● **YOUR GOAL**:
Write out the following records line for line, keeping every character unchanged.

Object position labeling records
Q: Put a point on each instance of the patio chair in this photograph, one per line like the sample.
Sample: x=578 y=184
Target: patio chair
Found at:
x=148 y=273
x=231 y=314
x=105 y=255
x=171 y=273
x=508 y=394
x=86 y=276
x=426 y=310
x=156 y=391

● **WORKED ANSWER**:
Q: Put a point on each instance of the patio chair in this photograph, one per line like the sample.
Sample: x=578 y=184
Target: patio chair
Found at:
x=148 y=273
x=231 y=314
x=105 y=255
x=171 y=273
x=508 y=394
x=86 y=276
x=426 y=310
x=156 y=391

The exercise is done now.